> _Consigne donnée 1_: Extrayez des enregistrements chacune des lignes qui contiennent la chaîne «balcony», en tenant compte de la casse.

> _Bloc de texte_:
Les «5 étapes du deuil»,
ou le résumé de 12 années difficiles depuis la sortie de la prélogie Star Wars


Je suis fan de Star Wars.
Et si je parle au présent, c’est à la manière des gens qui se disent «alcooliques», même s’ils n’ont pas bu un verre depuis dix ans.
Je n’irais pas jusqu’à dire que je suis un fanatique, car j’ai déjà été témoin de cas de dépendance à Star Wars bien plus sévères que le mien, mais une chose est sûre: j’étais quand même plutôt atteint. La majorité des livres que j’ai lus au lycée étaient des romans Star Wars (une quinzaine, sans doute), et je possède la bande originale de tous les films en trois exemplaires.
J’ai même gagné un prix décerné par le sacro-saint studio Lucasfilm; prix récompensant les longues heures que j’avais consacrées à l'élaboration d'un court-métrage Star Wars.


Nous autres fans de Star Wars venons de traverser une douzaine d’années difficiles.
La sortie de La menace fantôme a provoqué un schisme dans la communauté: d’un côté, les extatiques (ceux qui adoraient); de l'autre, les critiques (ceux qui détestaient).
Et vu que je viens de me comparer à un alcoolique en voie de guérison, vous aviez sans doute déjà deviné que je fais partie des critiques.
Chacun des deux films qui ont suivi était pire que le précédent, et j’avais de plus en plus de mal à me percevoir comme un fan. La saga était composée de six longs-métrages, et j’en détestais la moitié (par ailleurs, Le retour du Jedi ne m’avait qu’à moitié convaincu).

Puis vint l’occasion d’exposer à la nation entière toute l’étendue de mon angoisse existentielle.
Il y a deux ans, une équipe de documentaristes m’a interrogé dans le cadre de l’un de leurs projets, The people vs. George Lucas. Ils y faisaient la chronique de la désillusion des plus grands fans de Star Wars, et ils voulaient que je donne mon opinion sur les minables préquelles et sur les éditions spéciales de la première trilogie.

A priori, j’étais plutôt partant, mais l’interview ne s’est jamais faite.
Il aurait été particulièrement difficile d’organiser la rencontre; et puis, franchement, le sujet ne m’intéressait plus vraiment. Je me suis soudain rendu compte que le fan de Star Wars que j’étais avait traversé les 5 étapes du deuil.
Mon univers de science-fiction favori (qui fut l’une des principales raisons pour lesquelles je n’ai jamais embrassé une seule fille avant d’arriver à la fac) avait cessé de vivre —et je l’acceptais.

> _Données disponibles_:
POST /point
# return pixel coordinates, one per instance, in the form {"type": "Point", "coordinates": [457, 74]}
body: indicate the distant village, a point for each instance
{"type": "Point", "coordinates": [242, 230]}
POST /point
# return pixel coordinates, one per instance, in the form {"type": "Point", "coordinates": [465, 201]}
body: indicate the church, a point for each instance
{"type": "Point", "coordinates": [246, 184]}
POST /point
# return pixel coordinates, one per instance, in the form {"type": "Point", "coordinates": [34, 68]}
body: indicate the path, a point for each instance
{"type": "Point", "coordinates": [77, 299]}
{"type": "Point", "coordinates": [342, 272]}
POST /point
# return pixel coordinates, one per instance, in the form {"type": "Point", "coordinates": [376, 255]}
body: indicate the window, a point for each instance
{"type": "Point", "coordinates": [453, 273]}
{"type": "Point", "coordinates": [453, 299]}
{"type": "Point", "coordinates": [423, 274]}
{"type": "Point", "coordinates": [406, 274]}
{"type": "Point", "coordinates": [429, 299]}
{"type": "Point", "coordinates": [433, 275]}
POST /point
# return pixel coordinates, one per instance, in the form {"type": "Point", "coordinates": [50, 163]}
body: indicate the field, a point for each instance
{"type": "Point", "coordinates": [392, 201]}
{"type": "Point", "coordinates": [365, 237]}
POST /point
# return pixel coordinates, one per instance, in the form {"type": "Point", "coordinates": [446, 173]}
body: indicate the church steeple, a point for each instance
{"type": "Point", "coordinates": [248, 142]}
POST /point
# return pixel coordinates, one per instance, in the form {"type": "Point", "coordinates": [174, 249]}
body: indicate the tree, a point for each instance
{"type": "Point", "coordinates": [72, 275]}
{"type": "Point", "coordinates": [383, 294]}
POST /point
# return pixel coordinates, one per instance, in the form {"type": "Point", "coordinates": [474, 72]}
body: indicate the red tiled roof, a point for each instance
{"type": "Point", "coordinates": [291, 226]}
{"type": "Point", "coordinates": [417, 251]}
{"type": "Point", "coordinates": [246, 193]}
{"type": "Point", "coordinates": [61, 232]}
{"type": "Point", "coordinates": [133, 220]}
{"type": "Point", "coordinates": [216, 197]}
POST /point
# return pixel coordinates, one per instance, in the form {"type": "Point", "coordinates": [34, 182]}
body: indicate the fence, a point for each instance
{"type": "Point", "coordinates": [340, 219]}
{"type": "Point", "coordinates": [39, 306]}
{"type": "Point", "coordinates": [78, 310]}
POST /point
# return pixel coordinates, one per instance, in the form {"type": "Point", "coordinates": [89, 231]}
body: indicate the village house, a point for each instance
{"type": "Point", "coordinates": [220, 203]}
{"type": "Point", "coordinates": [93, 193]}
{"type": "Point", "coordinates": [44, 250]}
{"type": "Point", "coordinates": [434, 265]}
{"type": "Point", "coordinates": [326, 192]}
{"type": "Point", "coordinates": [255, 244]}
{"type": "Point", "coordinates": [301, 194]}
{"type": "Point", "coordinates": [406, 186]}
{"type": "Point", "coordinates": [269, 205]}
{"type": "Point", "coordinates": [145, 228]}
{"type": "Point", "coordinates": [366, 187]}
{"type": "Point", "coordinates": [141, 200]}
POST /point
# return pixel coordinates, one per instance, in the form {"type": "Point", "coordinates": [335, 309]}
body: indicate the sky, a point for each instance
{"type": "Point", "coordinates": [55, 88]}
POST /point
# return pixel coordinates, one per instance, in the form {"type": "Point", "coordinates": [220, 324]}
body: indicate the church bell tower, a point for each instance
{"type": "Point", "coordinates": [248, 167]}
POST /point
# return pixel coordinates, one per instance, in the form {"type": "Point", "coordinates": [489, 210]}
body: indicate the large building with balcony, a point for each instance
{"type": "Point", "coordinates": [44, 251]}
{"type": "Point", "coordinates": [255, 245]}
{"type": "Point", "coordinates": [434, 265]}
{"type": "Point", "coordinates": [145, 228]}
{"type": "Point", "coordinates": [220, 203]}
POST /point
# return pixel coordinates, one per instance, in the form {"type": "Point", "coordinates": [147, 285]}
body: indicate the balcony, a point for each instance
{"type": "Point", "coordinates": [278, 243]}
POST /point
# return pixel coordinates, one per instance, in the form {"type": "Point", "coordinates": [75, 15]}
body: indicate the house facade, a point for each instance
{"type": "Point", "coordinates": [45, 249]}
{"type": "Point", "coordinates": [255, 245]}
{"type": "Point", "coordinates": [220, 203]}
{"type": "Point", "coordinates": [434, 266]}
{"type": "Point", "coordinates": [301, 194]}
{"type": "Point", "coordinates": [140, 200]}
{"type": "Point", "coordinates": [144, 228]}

> _Consigne donnée 2_:
Répondez brièvement aux questions suivantes sur le texte consacré à Star Wars :
(a) En combien d'exemplaires la bande originale de chaque film est-elle possédée ?
(b) Quel film a provoqué un schisme dans la communauté des fans ?
(c) Quel est le titre du projet de l'équipe de documentaristes ?

> _Solution proposée 1_:
body: indicate the large building with balcony, a point for each instance
body: indicate the balcony, a point for each instance

> _Solution proposée 2_:
(a) En trois exemplaires.
(b) La menace fantôme.
(c) The people vs. George Lucas.